**Problem description**: Repeat the records below exactly as they appear.

**Data entries**:
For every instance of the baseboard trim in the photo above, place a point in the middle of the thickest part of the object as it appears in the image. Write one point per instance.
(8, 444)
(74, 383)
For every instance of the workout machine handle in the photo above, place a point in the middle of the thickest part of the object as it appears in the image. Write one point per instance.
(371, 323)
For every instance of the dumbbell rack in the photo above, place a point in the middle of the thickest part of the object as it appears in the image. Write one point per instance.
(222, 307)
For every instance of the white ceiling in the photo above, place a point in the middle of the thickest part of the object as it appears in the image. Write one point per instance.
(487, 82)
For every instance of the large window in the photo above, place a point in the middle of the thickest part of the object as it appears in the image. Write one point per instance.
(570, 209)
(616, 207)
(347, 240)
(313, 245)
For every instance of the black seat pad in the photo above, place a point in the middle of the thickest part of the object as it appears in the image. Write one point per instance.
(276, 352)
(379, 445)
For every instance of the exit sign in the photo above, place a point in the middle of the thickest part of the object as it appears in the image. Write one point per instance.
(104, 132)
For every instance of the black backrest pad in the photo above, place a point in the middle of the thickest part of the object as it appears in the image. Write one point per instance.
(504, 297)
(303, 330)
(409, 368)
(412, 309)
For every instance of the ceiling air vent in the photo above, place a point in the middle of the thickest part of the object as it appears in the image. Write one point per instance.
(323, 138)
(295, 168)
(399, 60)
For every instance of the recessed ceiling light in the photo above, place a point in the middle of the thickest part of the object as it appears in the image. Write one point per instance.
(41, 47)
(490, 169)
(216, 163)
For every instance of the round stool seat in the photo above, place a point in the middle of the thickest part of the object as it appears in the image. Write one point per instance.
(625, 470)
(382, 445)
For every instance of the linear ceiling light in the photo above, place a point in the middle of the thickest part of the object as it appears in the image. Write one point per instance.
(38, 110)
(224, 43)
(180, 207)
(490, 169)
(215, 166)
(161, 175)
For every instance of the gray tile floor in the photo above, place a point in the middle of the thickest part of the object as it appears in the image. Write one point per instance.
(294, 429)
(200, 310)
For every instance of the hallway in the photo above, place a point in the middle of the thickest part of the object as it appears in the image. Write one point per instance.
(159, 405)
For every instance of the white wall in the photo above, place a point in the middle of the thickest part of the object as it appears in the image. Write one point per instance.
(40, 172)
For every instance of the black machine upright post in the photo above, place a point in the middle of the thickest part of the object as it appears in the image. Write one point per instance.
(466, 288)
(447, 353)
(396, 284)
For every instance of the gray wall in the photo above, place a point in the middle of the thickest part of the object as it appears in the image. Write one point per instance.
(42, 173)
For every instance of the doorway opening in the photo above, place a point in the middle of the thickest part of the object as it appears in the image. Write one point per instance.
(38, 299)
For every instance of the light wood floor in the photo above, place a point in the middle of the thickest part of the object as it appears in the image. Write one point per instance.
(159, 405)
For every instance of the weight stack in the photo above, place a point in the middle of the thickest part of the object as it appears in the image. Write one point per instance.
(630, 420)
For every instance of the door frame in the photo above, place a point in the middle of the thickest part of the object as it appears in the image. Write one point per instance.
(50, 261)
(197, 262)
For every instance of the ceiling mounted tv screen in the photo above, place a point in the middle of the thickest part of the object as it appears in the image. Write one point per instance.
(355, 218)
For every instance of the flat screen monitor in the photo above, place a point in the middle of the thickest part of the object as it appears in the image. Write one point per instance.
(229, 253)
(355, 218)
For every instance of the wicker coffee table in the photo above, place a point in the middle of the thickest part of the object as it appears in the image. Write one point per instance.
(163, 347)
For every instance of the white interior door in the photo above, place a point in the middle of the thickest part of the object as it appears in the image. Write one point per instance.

**Written reply**:
For every instance of the baseboard trim in the photo above, place a point in the middle of the thickest part of the object as it appears in the image. Write one point per instance.
(8, 444)
(74, 383)
For every instance of the workout machine handle in the photo above, place a point in the middle of the thickest part of the object as it appears in the image. Write one point per instance.
(371, 323)
For every instance of the dumbbell rack in the photo above, place a point in the middle of the thickest part of the object as it appears in the image. Write one point per instance.
(222, 307)
For every instance of the white ceiling in the photo above, place a point in the middle of the thickest part of the object as it appears in the image. Write one point per instance.
(487, 82)
For every instance of the large window in the photo above, place a point in the middle of the thickest part of the object as it appears in the image. Write one point per instance.
(570, 209)
(616, 207)
(347, 240)
(313, 245)
For every instance of the black seat pad in the photo above, place a point in the middle of the thickest part of the object as it appears in the image. Write one point per instance.
(276, 352)
(379, 445)
For every instance of the exit sign in the photo above, place a point in the middle of the thickest part of the object as it appears in the image. Write one point per instance.
(104, 132)
For every instance of the black backrest pad in the photo above, place a point in the middle of the thickest part of the object as it appears in the image. Write one point per instance.
(504, 297)
(303, 330)
(409, 368)
(412, 309)
For every instance of the ceiling air vent in the photo above, place a point in the middle of the thickest part of the object as it appears in the image. Write one point per instance.
(323, 138)
(295, 168)
(399, 60)
For every instance of the recessed ceiling light in the photo above, place a point in the middle of the thickest part of the object as it appears in the image. Write one point per instance.
(41, 47)
(490, 169)
(216, 163)
For every instance of the round stool seat in the photo above, place a point in the middle of the thickest part of the object as it appears in the image. Write one point per instance.
(625, 470)
(382, 445)
For every instance of the linear ceiling light in the photo above, place a point in the middle of the thickest part of the object as it appears in the image. Write one point per instance.
(38, 110)
(224, 43)
(180, 207)
(490, 169)
(215, 166)
(161, 175)
For every instance of the gray tile floor in the photo above, place a point in the middle of the thickest part of the object as it appears in the image. Write one point per instance.
(294, 429)
(200, 310)
For every instance of the hallway in the photo above, place a point in the middle of the thickest part of the object as it appears in the image. Write one point per instance.
(159, 405)
For every instance of the white wall in the photo above, place a point in the middle of the thickest part of the object as it appears in the image. Write one point per instance.
(40, 172)
For every instance of the black machine upright post in the photo above, place a point in the middle of the thickest part of the object as it appears in the image. Write one point per instance.
(466, 288)
(447, 353)
(396, 284)
For every instance of the gray wall in the photo above, place a point in the middle of the thickest part of the object as it appears in the image. Write one point per instance.
(42, 173)
For every instance of the doorway opening in the photo above, place a point in the middle of the thickest part of the object as it appears in the image. Write one point per instance.
(38, 299)
For every instance of the light wood floor in the photo above, place a point in the middle of the thickest part of the object as it appears in the image. Write one point per instance.
(159, 405)
For every instance of the weight stack in the photo above, place a point in the middle of the thickest part of the object as it appears in the image. Write one point per instance.
(630, 420)
For every instance of the door frame in the photo above, place a point in the middle of the thickest part of the object as it appears in the image. Write one point per instance.
(50, 261)
(197, 262)
For every instance of the ceiling mounted tv screen in the photo above, place a point in the middle of the thickest part of the object as it appears in the image. Write one point per instance.
(355, 218)
For every instance of the flat screen monitor in the photo above, place a point in the middle of the thickest part of the object as it appears in the image. Write one point per instance.
(229, 253)
(355, 218)
For every instance of the wicker coffee table in the photo above, place a point in the middle of the thickest part of the object as it appears in the image. Write one point per instance.
(163, 347)
For every instance of the white interior door in the photo above, place a point in the middle of the thickest part of the object as it appears in the image. Write one point per instance.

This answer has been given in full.